▶ **Record excerpts**
-----

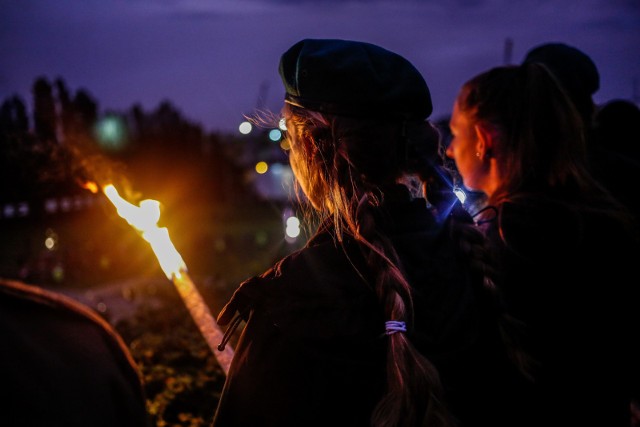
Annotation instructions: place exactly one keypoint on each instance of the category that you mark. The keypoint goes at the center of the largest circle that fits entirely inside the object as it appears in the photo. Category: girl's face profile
(463, 148)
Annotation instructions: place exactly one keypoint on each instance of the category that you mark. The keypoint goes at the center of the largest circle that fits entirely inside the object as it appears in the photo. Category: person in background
(63, 365)
(611, 130)
(383, 318)
(566, 249)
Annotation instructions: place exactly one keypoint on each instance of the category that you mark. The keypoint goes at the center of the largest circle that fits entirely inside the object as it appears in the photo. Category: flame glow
(144, 218)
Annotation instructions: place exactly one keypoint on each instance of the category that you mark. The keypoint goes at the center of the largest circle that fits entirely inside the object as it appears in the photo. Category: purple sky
(211, 58)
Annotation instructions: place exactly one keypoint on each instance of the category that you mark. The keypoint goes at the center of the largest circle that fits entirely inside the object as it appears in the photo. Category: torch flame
(144, 218)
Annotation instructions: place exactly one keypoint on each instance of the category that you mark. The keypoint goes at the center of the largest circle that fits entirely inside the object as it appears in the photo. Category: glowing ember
(144, 218)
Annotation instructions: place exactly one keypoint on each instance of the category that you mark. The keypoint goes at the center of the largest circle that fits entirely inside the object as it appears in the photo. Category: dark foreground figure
(63, 365)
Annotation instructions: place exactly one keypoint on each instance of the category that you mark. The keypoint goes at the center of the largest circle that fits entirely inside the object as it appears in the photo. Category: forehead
(458, 118)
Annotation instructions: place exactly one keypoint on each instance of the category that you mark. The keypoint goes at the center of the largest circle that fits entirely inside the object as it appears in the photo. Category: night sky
(217, 60)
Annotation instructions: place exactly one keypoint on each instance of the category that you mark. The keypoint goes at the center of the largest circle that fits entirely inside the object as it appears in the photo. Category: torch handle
(204, 320)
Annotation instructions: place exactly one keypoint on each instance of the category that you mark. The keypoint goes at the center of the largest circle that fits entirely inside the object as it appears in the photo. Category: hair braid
(401, 404)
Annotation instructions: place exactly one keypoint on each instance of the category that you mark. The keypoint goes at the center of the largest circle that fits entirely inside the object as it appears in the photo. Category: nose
(449, 152)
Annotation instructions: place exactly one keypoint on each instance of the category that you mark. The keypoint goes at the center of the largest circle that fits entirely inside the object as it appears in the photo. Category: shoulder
(74, 366)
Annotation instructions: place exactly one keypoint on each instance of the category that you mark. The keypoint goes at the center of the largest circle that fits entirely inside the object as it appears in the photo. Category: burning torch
(144, 218)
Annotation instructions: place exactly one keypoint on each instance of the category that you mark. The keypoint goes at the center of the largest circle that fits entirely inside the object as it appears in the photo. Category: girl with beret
(386, 316)
(565, 247)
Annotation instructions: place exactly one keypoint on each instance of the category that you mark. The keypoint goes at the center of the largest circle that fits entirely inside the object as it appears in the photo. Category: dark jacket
(568, 275)
(313, 350)
(63, 365)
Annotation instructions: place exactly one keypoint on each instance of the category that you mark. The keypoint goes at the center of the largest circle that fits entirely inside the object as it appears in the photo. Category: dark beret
(353, 78)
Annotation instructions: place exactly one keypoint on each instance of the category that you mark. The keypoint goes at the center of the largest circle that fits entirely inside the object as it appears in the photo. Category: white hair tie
(393, 326)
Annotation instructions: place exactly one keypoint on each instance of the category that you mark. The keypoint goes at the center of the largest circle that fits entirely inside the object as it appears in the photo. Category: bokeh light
(111, 132)
(245, 128)
(262, 167)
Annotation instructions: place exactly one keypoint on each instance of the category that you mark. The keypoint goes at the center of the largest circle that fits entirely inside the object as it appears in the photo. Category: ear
(486, 138)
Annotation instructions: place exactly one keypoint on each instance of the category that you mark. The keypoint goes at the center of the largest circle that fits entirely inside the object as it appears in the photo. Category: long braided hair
(344, 166)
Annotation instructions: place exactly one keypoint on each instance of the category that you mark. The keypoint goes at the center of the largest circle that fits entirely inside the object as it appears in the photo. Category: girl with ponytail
(387, 316)
(565, 247)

-----

▶ **Directions for this task**
The images are to be left out while the entries are written out exactly.

▶ **Output below**
Annotation instructions: place exactly one keypoint on each instance of the category that you mark. The keypoint goes at the center of the largest circle that fits entirely inside the object as it appears in the photo. Category: girl's face profile
(463, 148)
Annotation instructions: place exactly one keypoint on each instance of the category that you mark. The keypoint goes at the center of the largest circle that fits entirely inside the object as it appears in the photo. Category: person in background
(63, 365)
(611, 130)
(383, 318)
(566, 249)
Annotation instructions: place exactly one keypoint on each instance of the category that you mark. The keypoint goes at the center of the largest circle that fits entirely inside the object as it appears in the photo. Category: flame glow
(144, 218)
Annotation instructions: place exactly one keypoint on each instance of the category that you mark. The keypoint goes at the center of the largest circle that fits entirely inside the object as it appears in the photo. Category: purple sky
(211, 58)
Annotation instructions: place exactly one keypoint on each instance of the category that you mark. The keypoint goes at the center of the largest circle that fits entirely inside the object as it appears in the photo. Category: torch flame
(144, 218)
Annotation instructions: place exactly one keypoint on each instance of the category that you mark. The keypoint goes at the center of the largest circle that fits entirely inside the object as it appears in the photo. Category: glowing ember
(144, 218)
Annotation instructions: place exactly one keypoint on each instance of the category that you mark. The keypoint goes at the center of the largest circle that fits entirely inside the object as it appears in the photo. Category: dark foreground figure
(63, 365)
Annotation instructions: place exactly one keypoint on each instance of the category that you mark. The keypoint goes at the center of the largest circle that fits entirely inside the object as it appears in the photo. Category: forehead
(458, 118)
Annotation instructions: place exactly one keypoint on each instance of the category that you mark. The keypoint goes at the center of the largest circle that fits entirely inside the object as it appears in the photo. Category: night sky
(217, 60)
Annotation instructions: place exactly one keypoint on each instance of the category that you mark. The keypoint goes at the center of the largest circle that fits entirely inside the object as it appears in the photo. Category: torch handle
(204, 320)
Annotation instructions: place exactly one keypoint on each instance of the category that you mark. The keypoint goes at the center of the largest circle that fits entirely inside the object as it appears in the photo. Category: hair braid
(401, 404)
Annotation instructions: place exactly one keypoint on each instance of the category that you mark. The keypoint goes at the center of the largest circle that fits entirely inside the object as it appears in the photo. Category: nose
(449, 152)
Annotation instructions: place exactly one keypoint on each instance of the category that you mark. The keypoint goes at the center of the largest circle that fits entirely inside the object as it appears in the photo. Category: shoulder
(74, 366)
Annotation instructions: place exactly one keypoint on each instance of the category that you mark. The keypoint goes at the center of the largest circle that fits entirely inside the object as it appears in the photo. Category: burning torch
(144, 218)
Annotation instructions: place exactly one keypoint on each instance of the category that you mark. The keypoint goes at the center of the largest circle that fits entirely inside the object as it appears in the photo. Category: girl with beret
(386, 316)
(565, 247)
Annotation instructions: place exactly one keypoint on each instance of the category that you mark. The keypoint goes at the center of the largest circle that fits entirely inside the object as it appears in the photo. Category: dark jacket
(568, 275)
(313, 350)
(63, 365)
Annotation instructions: place exactly one keypoint on each instance of the category that you mark. The keypoint goes at the center of the largest circle that fits entirely inside the object as it appears in the photo. Category: dark beret
(353, 78)
Annotation instructions: place exactly one keypoint on each instance of the category that you mark. The keypoint goes at the center of the largest circle that fits entirely inside the object as it appears in the photo. Category: white hair tie
(393, 326)
Annotation instructions: place exactly one keypoint on each instance of the category that you mark. The keypoint goes at the center of the largest circle that fits entirely inside the object as it appears in the photo. Category: bokeh light
(111, 132)
(245, 128)
(262, 167)
Annotation instructions: place exactly one keypoint on each instance of the category that you mark. The keypoint goes at the center of the largest circle that fits entirely inside the object as it appears in the photo. Category: ear
(486, 138)
Annotation instructions: place exactly one keypoint on each instance of the category that you mark. The keypoint goes at the center of the largest circle that fits entirely inside the object as it appears in the photo. Category: long braided hair
(344, 166)
Annotation instructions: place exactly one keypoint on each instance of the category that you mark. The keypoint goes at the center of the largest circle that fits entirely inside the object as it appears in the photo. Category: girl with ponytail
(387, 316)
(565, 247)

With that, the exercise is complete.